**THE EXERCISE:** Rewrite the items below, substituting "Draw a polygon around" for every occurrence of "Trace the outline of" and leaving all other text unchanged. Leave the pictures out of your answer.

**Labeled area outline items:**

+ + + + + + +

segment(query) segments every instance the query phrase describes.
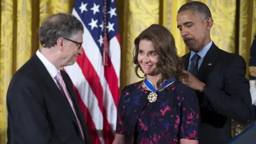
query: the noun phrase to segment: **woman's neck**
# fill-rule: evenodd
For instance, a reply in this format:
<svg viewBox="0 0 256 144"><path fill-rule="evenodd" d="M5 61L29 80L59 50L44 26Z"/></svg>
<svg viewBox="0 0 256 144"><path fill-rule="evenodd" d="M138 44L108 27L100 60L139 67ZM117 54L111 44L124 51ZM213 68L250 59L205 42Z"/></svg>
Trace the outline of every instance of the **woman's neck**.
<svg viewBox="0 0 256 144"><path fill-rule="evenodd" d="M162 78L162 75L159 74L155 76L147 75L147 78L148 78L148 79L154 85L155 89L157 90L158 87L156 85L156 83Z"/></svg>

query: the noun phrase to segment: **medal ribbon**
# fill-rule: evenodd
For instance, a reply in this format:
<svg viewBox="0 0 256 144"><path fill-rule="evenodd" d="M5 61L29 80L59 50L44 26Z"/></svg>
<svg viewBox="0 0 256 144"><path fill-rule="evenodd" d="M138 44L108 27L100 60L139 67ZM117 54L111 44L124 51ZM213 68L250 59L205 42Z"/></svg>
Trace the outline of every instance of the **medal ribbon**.
<svg viewBox="0 0 256 144"><path fill-rule="evenodd" d="M167 82L167 81L165 79L163 82L163 84L160 86L161 87L163 87L163 88L161 90L157 90L156 91L155 90L155 86L154 86L154 85L147 78L145 78L145 79L144 80L144 83L145 84L145 85L147 87L147 88L148 88L148 89L150 91L153 92L157 92L161 91L164 89L169 86L170 84L172 84L175 81L176 81L176 79L174 77L172 78L172 79L171 79L171 81L170 81L169 82Z"/></svg>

+ + + + + + +

**SOLVED PROBLEM:**
segment(query) segments every instance the query phrase describes.
query: the noun phrase to segment: **woman's neck**
# fill-rule: evenodd
For instance, a reply in this format:
<svg viewBox="0 0 256 144"><path fill-rule="evenodd" d="M5 61L29 80L59 50L44 26Z"/></svg>
<svg viewBox="0 0 256 144"><path fill-rule="evenodd" d="M138 44L108 27L100 60L139 67ZM117 54L111 44L124 51ZM213 68L250 59L205 42Z"/></svg>
Draw a polygon around every instance of the **woman's neck**.
<svg viewBox="0 0 256 144"><path fill-rule="evenodd" d="M162 78L162 75L159 74L155 76L147 75L147 78L148 78L148 79L154 85L155 89L157 90L158 87L156 85L156 83Z"/></svg>

query: the noun phrase to segment: **medal ribbon**
# fill-rule: evenodd
For instance, a reply in this format:
<svg viewBox="0 0 256 144"><path fill-rule="evenodd" d="M5 61L29 80L59 50L44 26Z"/></svg>
<svg viewBox="0 0 256 144"><path fill-rule="evenodd" d="M138 44L108 27L100 60L139 67ZM117 54L111 44L124 51ZM213 68L250 59L205 42Z"/></svg>
Draw a polygon around every instance of the **medal ribbon**.
<svg viewBox="0 0 256 144"><path fill-rule="evenodd" d="M167 82L167 81L165 79L163 82L163 84L160 86L161 87L163 87L163 88L161 90L157 90L156 91L155 90L155 86L154 86L154 85L147 78L145 78L145 79L144 80L144 83L145 84L145 85L147 87L147 88L148 88L148 89L150 91L153 92L157 92L161 91L164 89L169 86L170 84L172 84L175 81L176 81L176 79L174 77L172 78L172 79L171 79L171 81L170 81L169 82Z"/></svg>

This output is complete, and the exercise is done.